PROBLEM TO SOLVE: Please quote every line word for word.

Excerpts of pointing data

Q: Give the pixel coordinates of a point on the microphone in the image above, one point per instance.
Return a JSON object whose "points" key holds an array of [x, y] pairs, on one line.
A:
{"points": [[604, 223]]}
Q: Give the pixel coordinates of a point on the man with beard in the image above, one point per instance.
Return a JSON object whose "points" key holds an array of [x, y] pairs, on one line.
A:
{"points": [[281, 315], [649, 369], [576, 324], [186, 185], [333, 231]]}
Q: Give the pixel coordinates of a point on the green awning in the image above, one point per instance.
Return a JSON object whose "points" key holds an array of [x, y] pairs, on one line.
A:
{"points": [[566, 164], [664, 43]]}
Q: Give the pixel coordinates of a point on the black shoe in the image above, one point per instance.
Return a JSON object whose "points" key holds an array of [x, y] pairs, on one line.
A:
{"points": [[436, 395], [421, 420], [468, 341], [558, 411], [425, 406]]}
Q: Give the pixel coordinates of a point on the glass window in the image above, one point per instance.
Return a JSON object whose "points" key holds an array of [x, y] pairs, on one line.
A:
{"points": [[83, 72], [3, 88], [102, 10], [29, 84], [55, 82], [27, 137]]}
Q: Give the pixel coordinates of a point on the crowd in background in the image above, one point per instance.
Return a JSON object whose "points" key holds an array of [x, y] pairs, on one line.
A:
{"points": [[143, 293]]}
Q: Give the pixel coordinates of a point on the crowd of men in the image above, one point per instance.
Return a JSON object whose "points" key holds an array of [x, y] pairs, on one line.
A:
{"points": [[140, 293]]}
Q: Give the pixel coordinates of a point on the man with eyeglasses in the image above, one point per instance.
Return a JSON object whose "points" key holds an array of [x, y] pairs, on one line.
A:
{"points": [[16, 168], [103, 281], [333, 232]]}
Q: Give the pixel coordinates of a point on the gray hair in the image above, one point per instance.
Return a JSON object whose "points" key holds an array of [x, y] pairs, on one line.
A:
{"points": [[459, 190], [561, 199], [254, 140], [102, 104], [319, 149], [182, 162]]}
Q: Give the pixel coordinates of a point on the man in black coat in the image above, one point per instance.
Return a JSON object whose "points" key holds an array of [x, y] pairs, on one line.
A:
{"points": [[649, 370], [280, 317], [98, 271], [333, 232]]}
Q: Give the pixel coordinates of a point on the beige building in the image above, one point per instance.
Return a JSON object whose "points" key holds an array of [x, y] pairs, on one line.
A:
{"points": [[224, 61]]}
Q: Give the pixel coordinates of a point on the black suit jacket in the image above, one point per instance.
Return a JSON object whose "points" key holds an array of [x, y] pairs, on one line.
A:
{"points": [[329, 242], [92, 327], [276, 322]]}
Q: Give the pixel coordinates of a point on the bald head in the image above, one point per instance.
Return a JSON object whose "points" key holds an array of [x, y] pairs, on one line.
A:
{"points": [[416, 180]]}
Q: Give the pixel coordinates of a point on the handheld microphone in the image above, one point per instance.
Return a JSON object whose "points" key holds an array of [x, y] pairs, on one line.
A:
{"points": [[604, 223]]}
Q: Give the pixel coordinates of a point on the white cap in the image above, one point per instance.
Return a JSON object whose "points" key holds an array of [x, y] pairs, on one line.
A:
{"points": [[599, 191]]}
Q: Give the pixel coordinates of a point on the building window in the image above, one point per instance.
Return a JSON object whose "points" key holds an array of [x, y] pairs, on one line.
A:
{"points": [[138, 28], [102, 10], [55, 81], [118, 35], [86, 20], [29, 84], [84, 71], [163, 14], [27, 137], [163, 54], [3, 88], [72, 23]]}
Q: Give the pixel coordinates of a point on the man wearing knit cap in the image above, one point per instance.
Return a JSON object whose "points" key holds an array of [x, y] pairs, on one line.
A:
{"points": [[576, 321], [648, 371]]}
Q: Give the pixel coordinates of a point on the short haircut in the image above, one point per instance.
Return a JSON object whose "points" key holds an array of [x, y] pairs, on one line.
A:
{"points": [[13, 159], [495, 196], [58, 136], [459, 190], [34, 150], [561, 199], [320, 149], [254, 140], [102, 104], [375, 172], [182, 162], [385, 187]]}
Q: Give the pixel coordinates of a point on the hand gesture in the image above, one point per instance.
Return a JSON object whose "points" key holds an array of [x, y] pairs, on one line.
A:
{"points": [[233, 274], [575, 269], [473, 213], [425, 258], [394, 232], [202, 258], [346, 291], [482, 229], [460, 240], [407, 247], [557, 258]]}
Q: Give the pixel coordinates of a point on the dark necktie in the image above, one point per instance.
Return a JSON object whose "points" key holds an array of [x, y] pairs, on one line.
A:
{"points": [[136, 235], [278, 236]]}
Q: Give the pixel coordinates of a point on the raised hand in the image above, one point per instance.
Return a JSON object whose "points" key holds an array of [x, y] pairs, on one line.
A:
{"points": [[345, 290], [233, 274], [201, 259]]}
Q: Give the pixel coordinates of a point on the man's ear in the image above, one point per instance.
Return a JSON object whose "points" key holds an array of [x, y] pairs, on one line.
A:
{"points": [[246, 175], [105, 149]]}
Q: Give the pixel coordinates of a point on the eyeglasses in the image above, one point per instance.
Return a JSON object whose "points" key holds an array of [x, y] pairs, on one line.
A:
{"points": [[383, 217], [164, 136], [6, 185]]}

SOLUTION BELOW:
Q: Give the pixel coordinates of a point on the microphone in the image above, one point per instance.
Return a JSON object whose "points" key holds an array of [x, y] pairs, on one line.
A:
{"points": [[604, 223]]}
Q: Give the pixel coordinates of a point on the man with beard in the image above, one point per instance.
Return a JSON object whose "points" key holds an array of [x, y] pairs, on one line.
A:
{"points": [[281, 315], [649, 369], [576, 324], [186, 185], [333, 231]]}
Q: Give the pixel coordinates of a point on the green awning in the image above, one point per instance.
Return a JSON object whose "points" key holds an array of [x, y] pairs, on one line.
A:
{"points": [[566, 164], [664, 43]]}
Q: Give the pixel coordinates of a point on the black shoe in the image above, one point per instance.
Return a JSON object whose "points" key holds an array of [x, y] pairs, on one line.
A:
{"points": [[436, 395], [421, 420], [468, 341], [558, 411], [425, 406]]}
Q: Give the pixel coordinates of a point on the glass window in the image above, one point per instance.
Return a JSON object whose "points" key holds an array of [x, y] pairs, on one line.
A:
{"points": [[83, 72], [3, 88], [102, 10], [29, 84], [55, 82], [27, 137]]}
Q: Give the pixel coordinates of a point on the crowd in background in the image above, one point per instance.
Return a JSON object whose "points" key holds an array of [x, y] pairs, on one line.
A:
{"points": [[143, 293]]}
Q: Give the pixel coordinates of a point on the crowd of men in the image above, one point per instance.
Return a JSON object whose "points" key holds an array of [x, y] pairs, on one line.
A:
{"points": [[140, 293]]}
Q: Give the pixel coordinates of a point on the man with eyeglasses in the image above, one point per instance.
Return a JSON object whose "points" key holds an array of [x, y] pairs, on one line.
A:
{"points": [[16, 168], [103, 281], [333, 232]]}
Q: Give the pixel coordinates of a point on the gray hair in the image above, one point per instance.
Return a JSON object whose "points" key holds an array of [x, y] pairs, on one line.
A:
{"points": [[459, 190], [561, 199], [254, 140], [102, 104], [319, 149], [182, 162]]}
Q: Give the pixel coordinates of a point on the man in black coat in the image above, one point per instance.
Return a JSON object whose "points" key holds an array of [x, y] pairs, on one line.
A:
{"points": [[649, 370], [280, 317], [98, 271], [333, 232]]}
Q: Give the pixel coordinates of a point on the beige building in the image above, one point per instance.
Return a JSON object whose "points" key holds an array of [x, y] pairs, on one line.
A:
{"points": [[224, 61]]}
Q: Give the pixel coordinates of a point on the black suit jacket in the image above, one point per instance.
Return a JSON object whose "points" key holds an array of [x, y] pairs, on one line.
A:
{"points": [[329, 242], [92, 327], [276, 322]]}
Q: Give the pixel coordinates of a point on the bald head in the image above, one point per instance.
Return a JSON object whose "points" key holds an array of [x, y] pairs, on one line.
A:
{"points": [[416, 180]]}
Q: Give the pixel coordinates of a point on the handheld microphone in the image above, one point per instance.
Return a JSON object whose "points" key holds an array of [x, y] pairs, on one line.
A:
{"points": [[604, 223]]}
Q: Give the pixel coordinates of a point on the white cap in the image above, one point per instance.
Return a JSON object whose "points" key holds an array of [x, y] pairs, on one line.
A:
{"points": [[599, 191]]}
Q: Give the pixel coordinates of a point on the building window in the image above, one point per instance.
Return a JSON object whose "points" key holds an array of [x, y] pairs, on one line.
A:
{"points": [[138, 28], [102, 10], [55, 81], [118, 35], [86, 20], [29, 84], [84, 71], [163, 14], [27, 137], [163, 54], [3, 88], [72, 23]]}
Q: Give the pixel coordinates of a point on the man wearing knit cap in the image above, one point per instance.
Return a JSON object whose "points" key holds an array of [x, y] pairs, on one line.
A:
{"points": [[576, 321], [648, 371]]}
Q: Give the pixel coordinates of a point on the short haircut in the image above, one point per instance.
Return a JSON object whose "points" key holds an array of [x, y] pairs, on one line.
A:
{"points": [[13, 159], [495, 196], [58, 136], [459, 190], [34, 150], [561, 199], [320, 149], [254, 140], [102, 104], [375, 172], [182, 162], [385, 187]]}
Q: Give the pixel coordinates of a point on the hand gesture in the image above, one point per instance.
Return a JSON object whose "points" key holds an array of [x, y] pairs, on one line.
A:
{"points": [[233, 274], [575, 269], [473, 213], [425, 258], [394, 232], [202, 258], [346, 291], [482, 229], [460, 240], [407, 247], [557, 258]]}
Q: Give the pixel coordinates of a point on the dark necktie in the image above, one point per instance.
Return a JSON object whose "points" key holds an array of [x, y] pairs, on one line.
A:
{"points": [[136, 235], [278, 236]]}
Q: Give the pixel coordinates of a point on the raised hand in the image above, one point per instance.
Return a JSON object whose "points" key holds an array of [x, y] pairs, on one line.
A:
{"points": [[345, 290], [233, 274], [201, 259]]}
Q: Give the pixel coordinates of a point on the man's ear in the image above, one point per instance.
Return a JSON object whose "points" key holds an array of [x, y] pairs, on one line.
A:
{"points": [[246, 175], [105, 149]]}
Q: Give the pixel coordinates of a point on the eyeglasses in the image above, one point per instance.
Return a JSON object whose "points" key holds an array of [x, y] pairs, on one line.
A:
{"points": [[383, 217], [164, 136], [6, 185]]}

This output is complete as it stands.